== Segment start ==
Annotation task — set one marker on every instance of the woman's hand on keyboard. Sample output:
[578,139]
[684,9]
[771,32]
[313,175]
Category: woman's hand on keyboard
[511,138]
== Segment end ==
== Segment start ==
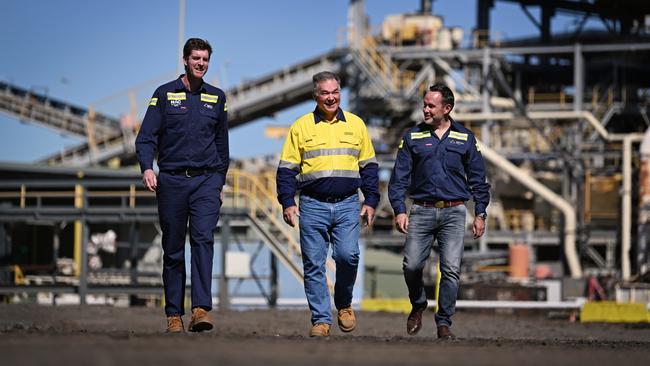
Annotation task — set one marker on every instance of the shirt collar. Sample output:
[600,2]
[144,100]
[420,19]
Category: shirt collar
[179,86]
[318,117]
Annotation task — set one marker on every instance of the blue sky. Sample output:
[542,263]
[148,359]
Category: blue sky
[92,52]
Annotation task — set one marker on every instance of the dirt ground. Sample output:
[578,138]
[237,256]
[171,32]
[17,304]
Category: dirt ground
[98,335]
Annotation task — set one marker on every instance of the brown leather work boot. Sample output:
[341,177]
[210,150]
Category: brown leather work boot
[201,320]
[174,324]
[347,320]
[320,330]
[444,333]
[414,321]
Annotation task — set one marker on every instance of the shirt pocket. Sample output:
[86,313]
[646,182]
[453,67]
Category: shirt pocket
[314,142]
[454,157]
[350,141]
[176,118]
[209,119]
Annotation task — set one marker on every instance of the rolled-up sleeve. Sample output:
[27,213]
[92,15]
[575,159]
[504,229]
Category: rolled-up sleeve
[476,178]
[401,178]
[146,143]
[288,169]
== Segment end ==
THE PROBLEM – Show each line of the data that contains the string "instance".

RESULT OF THIS EXERCISE –
Annotation task — set one marker on every instance of the woman's hand on keyboard. Sample output:
Annotation task — set one marker on every instance of the shirt collar. Sample output:
Annotation task — set one marker on every instance of the blue sky. Sample output:
Annotation task — set one marker on every instance of the dirt ground. Sample output:
Annotation task — set one marker on every instance of the brown leather work boot. Sample output:
Annotation task — set one marker on every instance of the shirt pocket. Sample output:
Annotation task — set one marker on every instance of the rolled-up sleeve. Sample output:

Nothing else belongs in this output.